Hay Zombie, BEEN A While, How are yea, Good to see yea buy the way....The biggest problem I have when Painting FIRST, then assembling is, THE FIT OF PARTS SOEMTIMES, I sometimes build Frame rails and Axles assembles, Shock and steering rods, Stuff like that, THEN PAINT, But most of the time I paint FIRST, Then Assemble, It just works for me, If your careful that is it can turn out SUPER NICE, and it kind of give the finished build a Deferent finish really when its complete, you can tell the kit was Painted First, verses Panted assembles, then sprayed, If we are talking Spray Painting here that is, Hand painting is A little deferent in some cases, But once again, I paint first there to most of the time as well, Being careful to leave the finished part room for the fit with less paint in those areas my self to assemble. Once again THIS JUST WORKS FOR ME.....

Ian


----------



## Zombie_61 (Apr 21, 2004)

And that's part of the fun of building models--talking to other builders and learning new techniques, tips, tricks, whatever. Like me, most of the modelers I've spoken with face-to-face were self-taught because they didn't have someone in their group of family or friends who had an interest in the hobby; knowledge was gained through lots of trial and error. Even when it comes to something as basic as attaching one piece of styrene to another, everyone seems to have their preferred method or technique. Some ways might be "better" than others, but there's no absolute right or wrong way of doing it.


----------



## Dave621955 (Aug 22, 2010)

I hate to leave things unfinnished but this one was a test of my patience. The model group was having a build at my place, we do that monthly in the winter if possible, and I gave it to a member who also owns a body shop. He reciently gave it back to me. This is what he did -----


























































After stripping and priming he put a silver pearl base down. The primary colors are Tamiya clears, blue, green, gold . The stencling he made by hand. Then he sealed everything with several coats of automotive clear. The guy is a wizzard with an air brush. 

Dave


----------

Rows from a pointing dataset
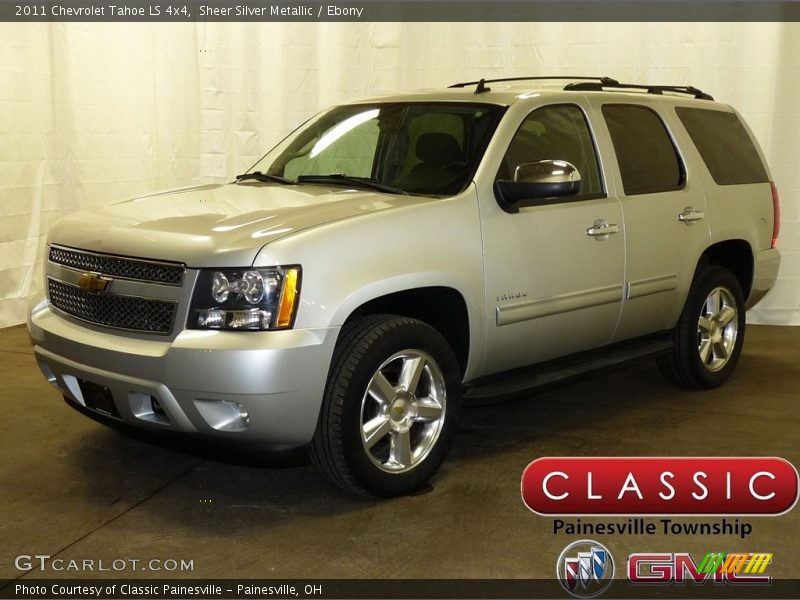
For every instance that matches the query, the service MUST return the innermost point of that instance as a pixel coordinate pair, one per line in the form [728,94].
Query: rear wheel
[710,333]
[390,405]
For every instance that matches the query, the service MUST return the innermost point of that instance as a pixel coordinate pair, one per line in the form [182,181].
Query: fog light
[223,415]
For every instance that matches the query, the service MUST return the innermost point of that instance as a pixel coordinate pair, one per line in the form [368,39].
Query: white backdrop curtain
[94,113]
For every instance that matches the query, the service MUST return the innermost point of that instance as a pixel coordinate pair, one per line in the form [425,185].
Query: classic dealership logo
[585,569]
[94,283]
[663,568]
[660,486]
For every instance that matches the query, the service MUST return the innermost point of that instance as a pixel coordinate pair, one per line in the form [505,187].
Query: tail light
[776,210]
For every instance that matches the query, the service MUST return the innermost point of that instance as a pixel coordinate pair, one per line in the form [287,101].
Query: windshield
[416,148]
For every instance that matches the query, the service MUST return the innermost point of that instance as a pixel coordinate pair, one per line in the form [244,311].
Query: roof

• **Goal A**
Decide whether each statement agrees with the model-painting thread. Answer yes or no and quote the deciding words. (i) Ian paints first and then assembles most of the time. (ii) Zombie_61 holds that there is one absolute right way to attach one piece of styrene to another. (iii) The body shop member sealed the finish with a single coat of automotive clear.
• **Goal B**
Answer these questions from the model-painting thread.
(i) How often does the model group hold a build at Dave621955's place in the winter?
(ii) How did most of the modelers Zombie_61 has spoken with face-to-face learn the hobby?
(iii) What base did the body shop member put down after stripping and priming?

• **Problem solution A**
(i) Yes: "But most of the time I paint FIRST, Then Assemble"
(ii) No: "there's no absolute right or wrong way of doing it."
(iii) No: "Then he sealed everything with several coats of automotive clear."

• **Problem solution B**
(i) Monthly, if possible.
(ii) They were self-taught, gaining knowledge through lots of trial and error.
(iii) A silver pearl base.